## Requirements
Collect every line in the listing below that contains the word "Find", and copy each such line in full.

## Source material

════════════════════

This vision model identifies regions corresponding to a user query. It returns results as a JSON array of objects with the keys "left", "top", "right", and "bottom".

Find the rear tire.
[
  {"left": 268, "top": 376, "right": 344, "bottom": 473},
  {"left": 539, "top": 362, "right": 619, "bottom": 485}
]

════════════════════

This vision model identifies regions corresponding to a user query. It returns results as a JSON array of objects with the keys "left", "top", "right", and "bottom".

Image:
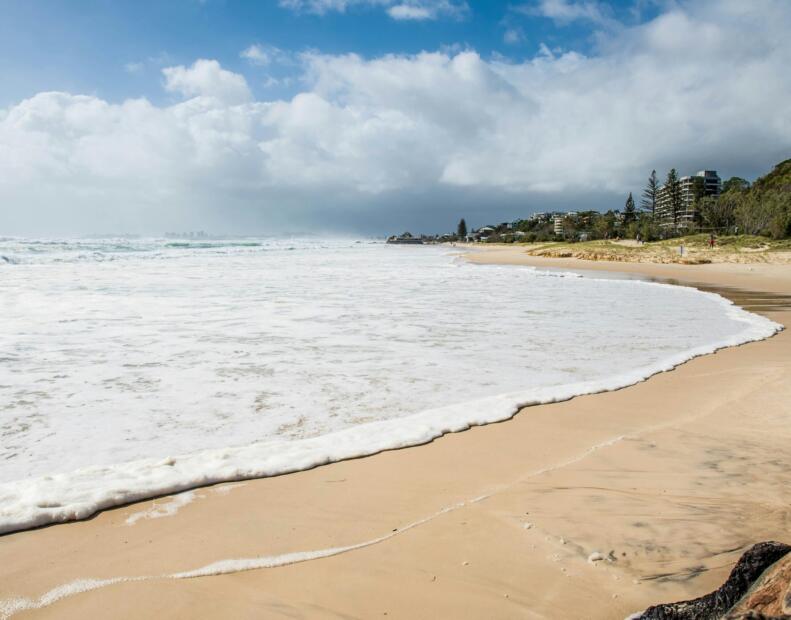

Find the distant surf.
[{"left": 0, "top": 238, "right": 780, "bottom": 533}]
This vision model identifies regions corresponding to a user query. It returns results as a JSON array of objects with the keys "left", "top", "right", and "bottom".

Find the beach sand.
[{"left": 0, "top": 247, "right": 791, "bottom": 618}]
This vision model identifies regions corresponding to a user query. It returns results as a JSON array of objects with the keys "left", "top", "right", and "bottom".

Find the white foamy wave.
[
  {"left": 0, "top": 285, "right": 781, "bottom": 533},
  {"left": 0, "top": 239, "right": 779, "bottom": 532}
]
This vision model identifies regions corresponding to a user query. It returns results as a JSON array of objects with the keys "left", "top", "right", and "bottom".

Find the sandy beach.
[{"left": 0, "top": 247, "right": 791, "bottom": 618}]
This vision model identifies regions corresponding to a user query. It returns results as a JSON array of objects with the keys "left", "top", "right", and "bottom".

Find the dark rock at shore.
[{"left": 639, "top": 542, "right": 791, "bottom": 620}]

════════════════════

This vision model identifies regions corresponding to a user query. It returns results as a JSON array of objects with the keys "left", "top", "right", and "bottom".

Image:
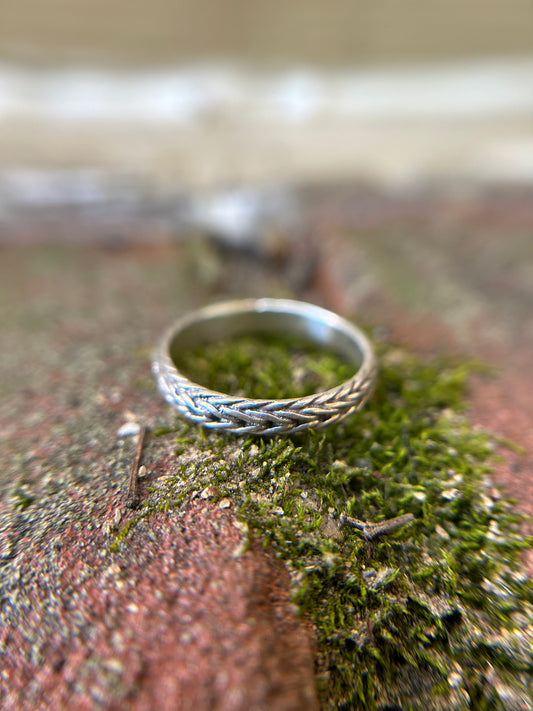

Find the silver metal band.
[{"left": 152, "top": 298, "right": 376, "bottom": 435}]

════════════════════

## Solved problem
Find the rear tire.
Find the distant surf.
Find the beach sand.
Find the white foamy wave.
Find the sandy beach.
Find the dark rock at shore.
Find the silver metal band.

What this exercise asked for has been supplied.